:: What you need to do ::
Write out the material below again, unchanged.

:: Data shown ::
______

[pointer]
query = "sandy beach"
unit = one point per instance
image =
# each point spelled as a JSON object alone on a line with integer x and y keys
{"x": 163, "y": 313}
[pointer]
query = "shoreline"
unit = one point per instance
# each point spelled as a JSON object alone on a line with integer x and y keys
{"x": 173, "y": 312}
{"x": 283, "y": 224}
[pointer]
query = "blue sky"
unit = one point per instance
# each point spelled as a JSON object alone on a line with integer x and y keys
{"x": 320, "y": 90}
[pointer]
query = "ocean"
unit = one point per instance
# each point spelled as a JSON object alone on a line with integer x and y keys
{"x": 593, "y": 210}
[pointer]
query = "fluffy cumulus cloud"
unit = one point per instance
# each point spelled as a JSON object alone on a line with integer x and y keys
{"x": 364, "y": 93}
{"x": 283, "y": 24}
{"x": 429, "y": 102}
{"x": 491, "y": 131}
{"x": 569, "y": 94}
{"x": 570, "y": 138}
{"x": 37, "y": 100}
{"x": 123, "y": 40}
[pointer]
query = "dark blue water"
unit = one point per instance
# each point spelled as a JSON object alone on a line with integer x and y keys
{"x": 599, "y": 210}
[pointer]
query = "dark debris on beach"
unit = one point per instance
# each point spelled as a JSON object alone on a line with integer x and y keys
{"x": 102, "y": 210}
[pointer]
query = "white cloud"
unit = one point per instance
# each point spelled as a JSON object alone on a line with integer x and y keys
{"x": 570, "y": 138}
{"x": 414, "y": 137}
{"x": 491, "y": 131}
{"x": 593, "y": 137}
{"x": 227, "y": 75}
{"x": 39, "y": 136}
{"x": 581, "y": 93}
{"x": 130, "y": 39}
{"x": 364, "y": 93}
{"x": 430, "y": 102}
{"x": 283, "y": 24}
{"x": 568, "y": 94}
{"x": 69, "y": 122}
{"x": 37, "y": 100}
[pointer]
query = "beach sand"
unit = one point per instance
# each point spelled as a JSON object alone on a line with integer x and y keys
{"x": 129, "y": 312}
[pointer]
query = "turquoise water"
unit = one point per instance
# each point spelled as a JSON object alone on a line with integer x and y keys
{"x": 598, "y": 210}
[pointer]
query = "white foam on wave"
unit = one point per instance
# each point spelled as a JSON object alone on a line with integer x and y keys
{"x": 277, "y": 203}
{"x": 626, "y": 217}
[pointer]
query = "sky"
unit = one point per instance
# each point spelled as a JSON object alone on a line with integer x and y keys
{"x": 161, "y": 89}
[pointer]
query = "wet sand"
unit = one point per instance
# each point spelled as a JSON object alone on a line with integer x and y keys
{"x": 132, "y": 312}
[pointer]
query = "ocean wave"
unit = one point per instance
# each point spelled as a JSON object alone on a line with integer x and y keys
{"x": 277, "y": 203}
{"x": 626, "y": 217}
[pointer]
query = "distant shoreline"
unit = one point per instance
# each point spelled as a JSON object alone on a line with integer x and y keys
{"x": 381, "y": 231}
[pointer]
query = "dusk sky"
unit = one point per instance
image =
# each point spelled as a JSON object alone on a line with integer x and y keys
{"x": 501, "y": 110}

______

:: Output ::
[pointer]
query = "sandy beach"
unit = one point per instance
image =
# each point spelled as a JSON object alone on a line with integer x and y keys
{"x": 163, "y": 313}
[pointer]
query = "shoreline"
unit = one point per instance
# each point spelled as a JSON object alone on a line with integer x and y keys
{"x": 173, "y": 312}
{"x": 283, "y": 224}
[pointer]
query = "blue sky"
unit = one point per instance
# each point spelled as a JSON object alone on a line with integer x and y keys
{"x": 320, "y": 90}
[pointer]
query = "ocean"
unit = one point per instance
# each point spelled as a JSON object alone on a line with integer x and y keys
{"x": 593, "y": 210}
[pointer]
query = "fluffy cumulus cloud"
unit = one point per instance
# each point spelled as a JSON object alone on a line with integer x and y keys
{"x": 364, "y": 93}
{"x": 283, "y": 24}
{"x": 429, "y": 102}
{"x": 491, "y": 131}
{"x": 569, "y": 94}
{"x": 570, "y": 138}
{"x": 37, "y": 100}
{"x": 123, "y": 40}
[pointer]
query = "dark blue water"
unit = one point per instance
# each point spelled as a JSON object alone on a line with integer x and y keys
{"x": 599, "y": 210}
[pointer]
query = "dark debris on beach"
unit = one point per instance
# each point spelled as a JSON object alone on a line with integer x and y keys
{"x": 102, "y": 210}
[pointer]
query = "white cloud"
unit = one point per instance
# each point spelled as a JSON object alone on a line with integer x and y keys
{"x": 570, "y": 138}
{"x": 414, "y": 137}
{"x": 491, "y": 131}
{"x": 593, "y": 137}
{"x": 227, "y": 75}
{"x": 39, "y": 136}
{"x": 581, "y": 93}
{"x": 130, "y": 39}
{"x": 364, "y": 93}
{"x": 430, "y": 102}
{"x": 283, "y": 24}
{"x": 568, "y": 94}
{"x": 69, "y": 122}
{"x": 37, "y": 100}
[pointer]
query = "beach sand"
unit = one point per instance
# each point spelled as a JSON object alone on a line with integer x and y keys
{"x": 129, "y": 312}
[pointer]
query = "turquoise water"
unit = one point per instance
# each point spelled as a JSON object alone on a line with integer x and y keys
{"x": 598, "y": 210}
[pointer]
query = "white foam on wave"
unit = one point per instance
# each point spelled as a JSON object alone on a line with integer x and y keys
{"x": 277, "y": 203}
{"x": 626, "y": 217}
[pointer]
query = "sky"
unit = one point per instance
# each point spelled as a JSON object alone on a line with integer x and y keys
{"x": 161, "y": 89}
[pointer]
query = "wet sand"
unit = one point per instance
# each point spelled as a JSON object alone on a line with integer x and y keys
{"x": 132, "y": 312}
[pointer]
query = "ocean wave"
unit = one point per instance
# each point spelled as a JSON object alone on a line with integer x and y keys
{"x": 277, "y": 203}
{"x": 626, "y": 217}
[pointer]
query = "distant shoreline"
unit = one point per instance
# each point spelled as a JSON object alone on a line with integer x and y keys
{"x": 381, "y": 231}
[pointer]
query = "dusk sky"
unit = one point per instance
image =
# each point spelled as a JSON object alone on a line with integer x and y keys
{"x": 501, "y": 110}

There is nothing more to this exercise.